++++ Dataset ++++

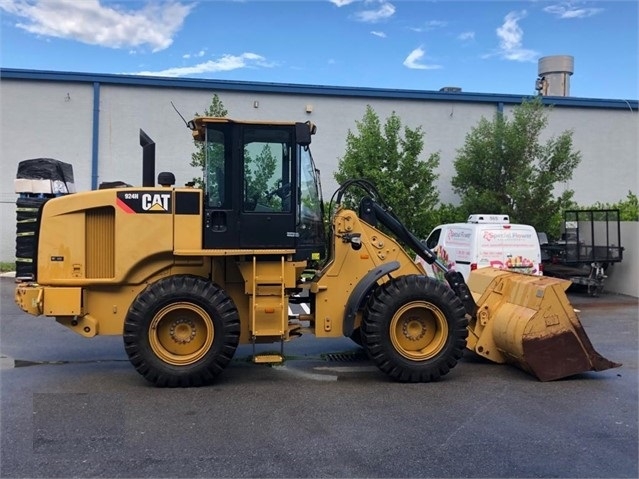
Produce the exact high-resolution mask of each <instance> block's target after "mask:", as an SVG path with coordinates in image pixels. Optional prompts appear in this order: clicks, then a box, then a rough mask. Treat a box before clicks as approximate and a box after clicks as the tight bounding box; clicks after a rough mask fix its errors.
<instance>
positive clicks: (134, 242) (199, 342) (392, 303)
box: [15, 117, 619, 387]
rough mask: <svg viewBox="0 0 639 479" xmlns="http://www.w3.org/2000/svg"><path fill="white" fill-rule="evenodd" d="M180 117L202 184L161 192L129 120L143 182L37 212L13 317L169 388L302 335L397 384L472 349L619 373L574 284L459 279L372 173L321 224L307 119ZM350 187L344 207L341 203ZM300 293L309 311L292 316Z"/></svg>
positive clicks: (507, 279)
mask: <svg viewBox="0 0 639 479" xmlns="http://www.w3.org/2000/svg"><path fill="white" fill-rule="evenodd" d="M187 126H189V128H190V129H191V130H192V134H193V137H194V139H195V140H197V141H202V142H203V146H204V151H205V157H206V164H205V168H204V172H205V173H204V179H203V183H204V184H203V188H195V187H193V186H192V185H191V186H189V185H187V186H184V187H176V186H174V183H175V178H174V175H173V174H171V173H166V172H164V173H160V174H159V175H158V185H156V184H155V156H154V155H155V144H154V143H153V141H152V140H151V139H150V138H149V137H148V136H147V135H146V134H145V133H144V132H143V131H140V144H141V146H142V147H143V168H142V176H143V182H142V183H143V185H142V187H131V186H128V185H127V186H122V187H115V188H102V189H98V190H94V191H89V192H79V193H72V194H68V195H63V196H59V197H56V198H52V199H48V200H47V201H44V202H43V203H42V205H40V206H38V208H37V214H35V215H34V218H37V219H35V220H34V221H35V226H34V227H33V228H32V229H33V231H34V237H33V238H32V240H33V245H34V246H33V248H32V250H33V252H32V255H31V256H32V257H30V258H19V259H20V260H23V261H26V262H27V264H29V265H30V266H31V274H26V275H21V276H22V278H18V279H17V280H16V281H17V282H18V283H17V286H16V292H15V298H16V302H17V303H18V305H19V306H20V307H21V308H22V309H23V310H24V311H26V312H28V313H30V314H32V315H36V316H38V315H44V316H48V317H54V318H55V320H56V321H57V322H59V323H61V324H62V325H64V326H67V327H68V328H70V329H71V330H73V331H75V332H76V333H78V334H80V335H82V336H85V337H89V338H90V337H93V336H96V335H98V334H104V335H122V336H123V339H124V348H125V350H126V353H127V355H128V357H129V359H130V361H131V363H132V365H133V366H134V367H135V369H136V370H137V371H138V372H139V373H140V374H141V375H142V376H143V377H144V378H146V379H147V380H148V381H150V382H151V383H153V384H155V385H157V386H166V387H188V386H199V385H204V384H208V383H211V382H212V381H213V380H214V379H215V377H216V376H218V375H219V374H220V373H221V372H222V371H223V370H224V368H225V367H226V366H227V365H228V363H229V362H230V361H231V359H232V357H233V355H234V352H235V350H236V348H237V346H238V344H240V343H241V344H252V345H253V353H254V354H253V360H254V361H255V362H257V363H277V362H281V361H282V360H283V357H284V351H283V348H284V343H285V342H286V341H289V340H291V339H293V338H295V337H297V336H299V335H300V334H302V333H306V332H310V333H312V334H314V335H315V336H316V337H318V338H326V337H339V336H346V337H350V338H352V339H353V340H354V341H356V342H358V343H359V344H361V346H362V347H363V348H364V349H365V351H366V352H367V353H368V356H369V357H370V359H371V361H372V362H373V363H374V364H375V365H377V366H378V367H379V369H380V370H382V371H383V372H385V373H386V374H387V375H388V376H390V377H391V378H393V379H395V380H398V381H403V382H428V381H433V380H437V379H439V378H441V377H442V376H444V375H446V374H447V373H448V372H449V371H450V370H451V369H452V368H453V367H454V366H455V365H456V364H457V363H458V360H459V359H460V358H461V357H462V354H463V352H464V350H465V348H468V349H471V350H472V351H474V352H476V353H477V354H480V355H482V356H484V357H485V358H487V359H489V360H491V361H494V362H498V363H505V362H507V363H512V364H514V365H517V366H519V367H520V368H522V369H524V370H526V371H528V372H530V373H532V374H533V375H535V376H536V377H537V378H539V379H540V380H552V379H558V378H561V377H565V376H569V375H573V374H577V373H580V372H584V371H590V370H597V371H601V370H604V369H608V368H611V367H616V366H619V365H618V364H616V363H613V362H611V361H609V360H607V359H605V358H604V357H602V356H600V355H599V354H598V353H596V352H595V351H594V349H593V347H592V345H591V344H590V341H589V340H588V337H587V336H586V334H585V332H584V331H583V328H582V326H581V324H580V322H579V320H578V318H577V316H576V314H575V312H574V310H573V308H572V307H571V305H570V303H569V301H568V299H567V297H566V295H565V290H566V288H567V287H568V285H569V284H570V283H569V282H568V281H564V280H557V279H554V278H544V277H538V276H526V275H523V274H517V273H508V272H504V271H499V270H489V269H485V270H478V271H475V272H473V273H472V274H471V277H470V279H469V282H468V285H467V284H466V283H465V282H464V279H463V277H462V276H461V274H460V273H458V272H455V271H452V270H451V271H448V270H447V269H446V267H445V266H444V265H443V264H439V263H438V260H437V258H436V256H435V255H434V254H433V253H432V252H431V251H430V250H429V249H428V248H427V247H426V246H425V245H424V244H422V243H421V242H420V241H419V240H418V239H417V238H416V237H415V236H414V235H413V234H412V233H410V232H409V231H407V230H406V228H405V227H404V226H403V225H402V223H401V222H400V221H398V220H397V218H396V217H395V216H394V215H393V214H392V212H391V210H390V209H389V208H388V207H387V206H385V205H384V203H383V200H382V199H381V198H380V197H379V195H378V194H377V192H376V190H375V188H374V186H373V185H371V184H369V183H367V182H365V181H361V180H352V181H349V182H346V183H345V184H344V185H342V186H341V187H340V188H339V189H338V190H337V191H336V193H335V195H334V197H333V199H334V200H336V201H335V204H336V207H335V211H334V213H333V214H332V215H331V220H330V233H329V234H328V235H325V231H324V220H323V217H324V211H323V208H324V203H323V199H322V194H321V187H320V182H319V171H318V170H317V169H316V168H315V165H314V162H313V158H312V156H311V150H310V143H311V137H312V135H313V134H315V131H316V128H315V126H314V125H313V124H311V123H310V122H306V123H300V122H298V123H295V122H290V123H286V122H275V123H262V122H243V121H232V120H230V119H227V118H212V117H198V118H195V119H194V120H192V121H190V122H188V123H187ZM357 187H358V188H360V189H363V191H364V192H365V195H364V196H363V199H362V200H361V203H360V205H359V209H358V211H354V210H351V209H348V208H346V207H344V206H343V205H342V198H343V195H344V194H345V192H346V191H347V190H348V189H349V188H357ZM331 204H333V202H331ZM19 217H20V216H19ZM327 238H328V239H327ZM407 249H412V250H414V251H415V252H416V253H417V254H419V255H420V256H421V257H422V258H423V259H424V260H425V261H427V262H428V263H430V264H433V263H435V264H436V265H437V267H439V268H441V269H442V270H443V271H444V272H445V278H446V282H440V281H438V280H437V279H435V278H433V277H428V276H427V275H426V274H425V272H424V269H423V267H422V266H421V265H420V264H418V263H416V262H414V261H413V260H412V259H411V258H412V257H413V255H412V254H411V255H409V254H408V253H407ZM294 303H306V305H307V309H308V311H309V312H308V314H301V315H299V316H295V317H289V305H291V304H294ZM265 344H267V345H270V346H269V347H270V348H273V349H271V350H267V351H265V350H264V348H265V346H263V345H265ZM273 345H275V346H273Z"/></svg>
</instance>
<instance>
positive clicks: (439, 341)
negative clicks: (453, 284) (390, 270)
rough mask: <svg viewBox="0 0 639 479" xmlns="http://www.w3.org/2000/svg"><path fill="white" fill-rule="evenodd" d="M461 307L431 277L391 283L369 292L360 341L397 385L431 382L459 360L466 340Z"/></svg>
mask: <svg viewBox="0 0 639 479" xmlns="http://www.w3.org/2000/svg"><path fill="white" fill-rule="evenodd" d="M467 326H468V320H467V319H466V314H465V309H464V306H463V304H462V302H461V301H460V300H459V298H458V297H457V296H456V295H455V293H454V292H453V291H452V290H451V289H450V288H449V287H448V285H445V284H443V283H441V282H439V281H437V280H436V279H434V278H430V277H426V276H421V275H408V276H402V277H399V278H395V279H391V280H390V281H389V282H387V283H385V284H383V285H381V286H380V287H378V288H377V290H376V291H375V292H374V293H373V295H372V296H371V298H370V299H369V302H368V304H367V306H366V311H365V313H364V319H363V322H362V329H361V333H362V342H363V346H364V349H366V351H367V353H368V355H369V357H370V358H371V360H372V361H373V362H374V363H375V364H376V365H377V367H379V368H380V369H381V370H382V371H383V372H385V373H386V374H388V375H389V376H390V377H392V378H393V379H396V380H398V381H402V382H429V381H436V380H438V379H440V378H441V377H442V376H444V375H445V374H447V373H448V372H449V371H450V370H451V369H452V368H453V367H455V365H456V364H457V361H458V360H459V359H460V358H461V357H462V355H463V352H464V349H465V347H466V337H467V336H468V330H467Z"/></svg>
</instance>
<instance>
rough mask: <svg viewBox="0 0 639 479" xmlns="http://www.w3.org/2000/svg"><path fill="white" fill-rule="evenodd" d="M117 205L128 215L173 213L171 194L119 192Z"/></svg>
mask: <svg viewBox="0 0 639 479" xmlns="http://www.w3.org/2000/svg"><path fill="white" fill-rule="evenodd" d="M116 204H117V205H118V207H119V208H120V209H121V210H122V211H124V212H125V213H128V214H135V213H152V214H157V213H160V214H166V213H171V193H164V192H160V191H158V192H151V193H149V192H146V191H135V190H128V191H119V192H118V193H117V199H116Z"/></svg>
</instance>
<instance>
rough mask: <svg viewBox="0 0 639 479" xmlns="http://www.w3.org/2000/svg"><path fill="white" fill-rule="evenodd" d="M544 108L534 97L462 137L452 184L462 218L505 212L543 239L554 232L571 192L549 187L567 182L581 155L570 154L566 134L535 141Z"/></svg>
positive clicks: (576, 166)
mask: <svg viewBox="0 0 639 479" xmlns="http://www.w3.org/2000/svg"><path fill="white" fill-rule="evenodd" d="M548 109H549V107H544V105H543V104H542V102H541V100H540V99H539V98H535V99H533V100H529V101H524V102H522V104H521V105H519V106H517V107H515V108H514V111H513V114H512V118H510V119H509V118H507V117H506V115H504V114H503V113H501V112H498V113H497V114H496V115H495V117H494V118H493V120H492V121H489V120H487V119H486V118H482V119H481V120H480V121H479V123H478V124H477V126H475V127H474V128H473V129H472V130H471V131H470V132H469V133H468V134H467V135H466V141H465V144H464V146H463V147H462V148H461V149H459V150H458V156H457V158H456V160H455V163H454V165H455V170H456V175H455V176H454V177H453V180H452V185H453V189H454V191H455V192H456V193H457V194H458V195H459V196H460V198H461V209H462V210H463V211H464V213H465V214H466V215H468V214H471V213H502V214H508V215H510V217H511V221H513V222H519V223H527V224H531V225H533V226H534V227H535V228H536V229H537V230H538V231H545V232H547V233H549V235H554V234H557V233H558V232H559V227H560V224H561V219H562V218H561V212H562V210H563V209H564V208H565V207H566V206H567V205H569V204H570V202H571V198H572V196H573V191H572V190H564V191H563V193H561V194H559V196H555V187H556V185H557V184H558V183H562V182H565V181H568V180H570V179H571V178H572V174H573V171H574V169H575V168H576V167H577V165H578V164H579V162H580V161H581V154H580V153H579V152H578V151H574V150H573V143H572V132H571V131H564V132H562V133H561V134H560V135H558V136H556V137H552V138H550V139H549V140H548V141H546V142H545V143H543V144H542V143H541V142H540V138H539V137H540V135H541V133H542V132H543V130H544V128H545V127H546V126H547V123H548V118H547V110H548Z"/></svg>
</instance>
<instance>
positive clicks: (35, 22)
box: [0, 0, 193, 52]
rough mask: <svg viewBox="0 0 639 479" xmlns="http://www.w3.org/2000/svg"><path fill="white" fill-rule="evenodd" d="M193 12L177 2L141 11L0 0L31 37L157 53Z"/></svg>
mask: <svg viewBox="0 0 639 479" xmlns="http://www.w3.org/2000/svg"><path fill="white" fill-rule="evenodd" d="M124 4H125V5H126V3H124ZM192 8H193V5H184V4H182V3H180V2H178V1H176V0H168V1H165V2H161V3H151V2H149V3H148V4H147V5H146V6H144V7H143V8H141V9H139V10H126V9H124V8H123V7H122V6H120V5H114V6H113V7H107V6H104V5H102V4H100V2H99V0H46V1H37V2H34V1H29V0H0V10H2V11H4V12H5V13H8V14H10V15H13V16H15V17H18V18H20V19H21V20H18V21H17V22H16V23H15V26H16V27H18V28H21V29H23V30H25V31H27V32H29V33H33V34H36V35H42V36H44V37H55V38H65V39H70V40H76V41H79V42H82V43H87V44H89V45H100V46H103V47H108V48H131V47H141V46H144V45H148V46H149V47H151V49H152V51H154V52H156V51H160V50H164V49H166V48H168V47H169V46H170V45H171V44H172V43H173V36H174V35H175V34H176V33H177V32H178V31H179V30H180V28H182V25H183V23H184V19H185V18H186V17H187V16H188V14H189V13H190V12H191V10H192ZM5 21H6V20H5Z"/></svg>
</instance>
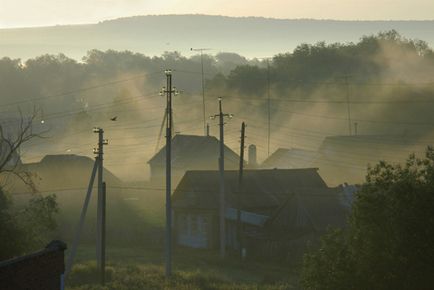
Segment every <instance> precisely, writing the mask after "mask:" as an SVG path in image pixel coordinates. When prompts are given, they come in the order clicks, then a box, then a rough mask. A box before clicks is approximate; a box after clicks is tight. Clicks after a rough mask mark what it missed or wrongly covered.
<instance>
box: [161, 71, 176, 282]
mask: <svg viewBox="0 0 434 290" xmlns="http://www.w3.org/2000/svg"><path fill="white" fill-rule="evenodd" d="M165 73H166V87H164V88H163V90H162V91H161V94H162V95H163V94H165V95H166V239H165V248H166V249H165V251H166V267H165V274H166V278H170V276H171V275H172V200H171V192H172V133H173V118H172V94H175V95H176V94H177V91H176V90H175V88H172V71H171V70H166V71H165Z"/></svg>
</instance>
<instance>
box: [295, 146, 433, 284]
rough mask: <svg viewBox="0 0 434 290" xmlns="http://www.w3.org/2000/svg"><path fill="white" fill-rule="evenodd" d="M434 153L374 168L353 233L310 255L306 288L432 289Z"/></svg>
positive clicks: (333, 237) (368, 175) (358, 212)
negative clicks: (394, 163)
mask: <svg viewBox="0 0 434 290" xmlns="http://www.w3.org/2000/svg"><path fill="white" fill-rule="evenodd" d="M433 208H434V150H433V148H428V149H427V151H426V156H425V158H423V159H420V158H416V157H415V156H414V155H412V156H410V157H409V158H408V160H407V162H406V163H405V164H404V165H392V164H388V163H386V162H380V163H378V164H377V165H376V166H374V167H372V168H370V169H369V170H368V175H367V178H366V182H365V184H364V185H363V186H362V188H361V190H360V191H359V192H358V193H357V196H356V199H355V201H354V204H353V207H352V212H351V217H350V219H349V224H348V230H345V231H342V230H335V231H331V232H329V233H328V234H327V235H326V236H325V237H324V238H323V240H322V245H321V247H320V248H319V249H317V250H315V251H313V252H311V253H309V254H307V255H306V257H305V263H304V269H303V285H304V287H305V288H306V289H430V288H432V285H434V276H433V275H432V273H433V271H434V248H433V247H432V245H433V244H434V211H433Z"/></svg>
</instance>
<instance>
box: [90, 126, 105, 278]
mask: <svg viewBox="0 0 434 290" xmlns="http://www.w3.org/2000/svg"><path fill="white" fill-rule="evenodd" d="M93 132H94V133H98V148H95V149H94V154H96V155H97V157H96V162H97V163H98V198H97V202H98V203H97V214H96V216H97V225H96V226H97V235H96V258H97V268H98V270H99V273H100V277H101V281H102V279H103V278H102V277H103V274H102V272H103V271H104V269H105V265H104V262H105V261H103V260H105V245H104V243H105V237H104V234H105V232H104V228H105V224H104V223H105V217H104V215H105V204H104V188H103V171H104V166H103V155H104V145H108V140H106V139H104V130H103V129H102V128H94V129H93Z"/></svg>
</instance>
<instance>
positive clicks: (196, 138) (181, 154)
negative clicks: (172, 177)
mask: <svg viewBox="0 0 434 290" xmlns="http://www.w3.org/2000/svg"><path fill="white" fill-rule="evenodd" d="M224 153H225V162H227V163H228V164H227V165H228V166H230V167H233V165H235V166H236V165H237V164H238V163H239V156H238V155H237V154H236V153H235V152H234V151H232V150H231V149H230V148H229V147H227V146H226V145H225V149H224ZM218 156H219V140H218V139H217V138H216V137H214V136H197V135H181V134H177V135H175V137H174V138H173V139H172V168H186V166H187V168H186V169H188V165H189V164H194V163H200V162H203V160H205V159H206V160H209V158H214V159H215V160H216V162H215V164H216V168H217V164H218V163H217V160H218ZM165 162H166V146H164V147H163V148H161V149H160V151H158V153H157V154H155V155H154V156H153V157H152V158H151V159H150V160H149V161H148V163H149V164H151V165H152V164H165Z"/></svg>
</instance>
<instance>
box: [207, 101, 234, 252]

++++

> _Required action_:
Starting with the first line of the data above, write out each line exactly up to and including the line that holds "117L202 184L161 192L129". Pictures stay out.

> _Solved exercise_:
Produce the exact high-resolution mask of each <instance> block's target after "mask:", as an SVG path with coordinates in image pixels. Optional prompts appear in this order: clicks, then a box, then a rough mask. Treat a box before clicks as approximate and a box after clicks as the tight bounding box; clicks after a rough mask fix its errors.
<instance>
positive clicks: (134, 242) (199, 342) (392, 303)
box: [15, 117, 619, 387]
rough mask: <svg viewBox="0 0 639 479" xmlns="http://www.w3.org/2000/svg"><path fill="white" fill-rule="evenodd" d="M180 117L202 184L161 192L129 120L143 182L37 212L13 317L169 388L302 335L397 384L472 349L619 373L574 284L459 279L372 173L321 224L307 119ZM350 187L344 207L341 203ZM300 293L309 311L292 316Z"/></svg>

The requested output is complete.